AIM 1:
Return every line of the entries that contains the word "wall".

EXCERPT PROVIDED:
────────────────────────────────────────

# Carb rebuild



## Ingersoll444 (Sep 17, 2003)

Well, Looks like some of my smoke is from the carb. So I will be doing a rebuild. Any one have anytips for me on the N's? I have a carb dip tank, and air to clean it all good, anything becides a rebuild kit, I may need? Anyone of a good place to get a rebuild kit?


----------



## Live Oak (Dec 22, 2003)

In addition to the solvent bath and compressed air; nothing can get a component as clean and free of debry as an ultrasonic parts cleaner. We used them at work (before I retired) in the engine shop to clean GG rotors, fuel injectors, combustor chamber burner cans, and pretty much anything that needed to be cleaned on turbine engines. You may be able to find a shop locally that has one and you can take it there to be cleaned after you soak it in the solvent bath. Ultrasonic cleaners are particularly good at loosening and cleaning minute bits or debry from small passages and surfaces. Ideal for brings an old carb back to new condition. Below is an example: 

Ultrasonic Benchtop Parts Cleaners


----------



## Ingersoll444 (Sep 17, 2003)

────────────────────────────────────────

AIM 2:
Answer these questions using the carb rebuild thread.
(a) What cleaning equipment does Ingersoll444 say he already has?
(b) According to Live Oak, what can get a component cleaner than anything else?
(c) In what shop did Live Oak use these devices at work?

[Stored dataset entries]

────────────────────────────────────────

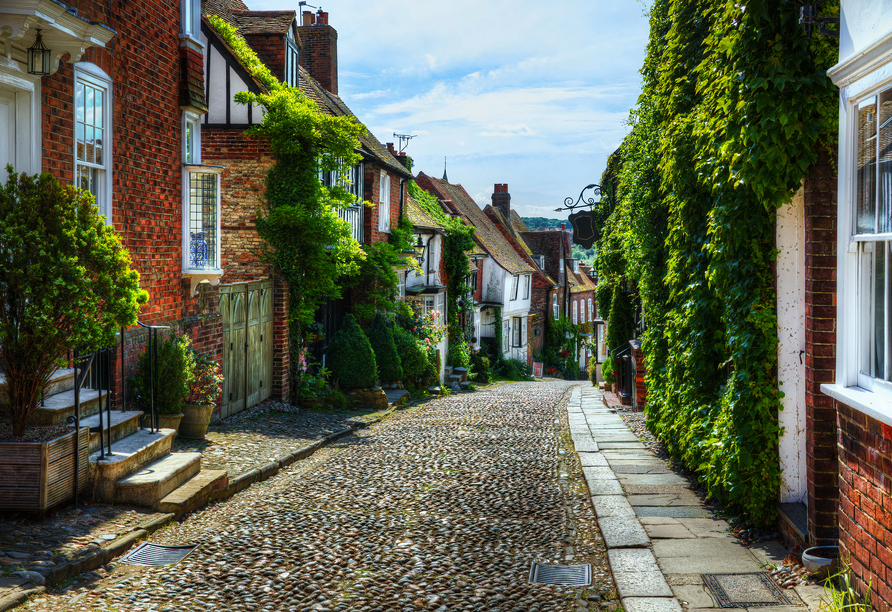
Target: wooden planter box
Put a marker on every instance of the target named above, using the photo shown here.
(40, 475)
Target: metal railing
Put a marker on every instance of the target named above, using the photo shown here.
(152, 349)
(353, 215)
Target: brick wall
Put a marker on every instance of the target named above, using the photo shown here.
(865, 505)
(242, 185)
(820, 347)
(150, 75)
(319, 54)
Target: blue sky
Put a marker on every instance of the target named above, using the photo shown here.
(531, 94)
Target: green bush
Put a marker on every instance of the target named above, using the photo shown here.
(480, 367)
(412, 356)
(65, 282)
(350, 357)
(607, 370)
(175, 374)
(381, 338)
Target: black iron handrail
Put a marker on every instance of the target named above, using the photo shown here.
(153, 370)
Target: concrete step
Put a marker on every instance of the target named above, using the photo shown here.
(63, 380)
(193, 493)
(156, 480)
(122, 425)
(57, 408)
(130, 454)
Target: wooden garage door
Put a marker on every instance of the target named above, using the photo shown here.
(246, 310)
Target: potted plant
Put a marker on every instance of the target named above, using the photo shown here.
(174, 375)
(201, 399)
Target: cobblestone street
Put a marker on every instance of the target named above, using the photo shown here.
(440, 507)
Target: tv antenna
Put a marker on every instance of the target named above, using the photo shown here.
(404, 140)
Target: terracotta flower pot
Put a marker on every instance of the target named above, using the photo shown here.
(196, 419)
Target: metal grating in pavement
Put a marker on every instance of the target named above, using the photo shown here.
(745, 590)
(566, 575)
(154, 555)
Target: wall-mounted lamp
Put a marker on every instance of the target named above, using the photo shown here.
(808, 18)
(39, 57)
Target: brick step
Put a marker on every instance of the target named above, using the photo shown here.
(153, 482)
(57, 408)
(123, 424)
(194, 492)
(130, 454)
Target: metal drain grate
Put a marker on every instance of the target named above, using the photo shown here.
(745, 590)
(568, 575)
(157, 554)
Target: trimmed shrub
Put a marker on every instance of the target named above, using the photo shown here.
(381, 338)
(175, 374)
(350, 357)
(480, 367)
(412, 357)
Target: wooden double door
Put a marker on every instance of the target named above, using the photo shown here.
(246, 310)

────────────────────────────────────────

EXERCISE RESULT 1:
Target: brick wall
Target: wall-mounted lamp

EXERCISE RESULT 2:
(a) A carb dip tank and air.
(b) An ultrasonic parts cleaner.
(c) The engine shop.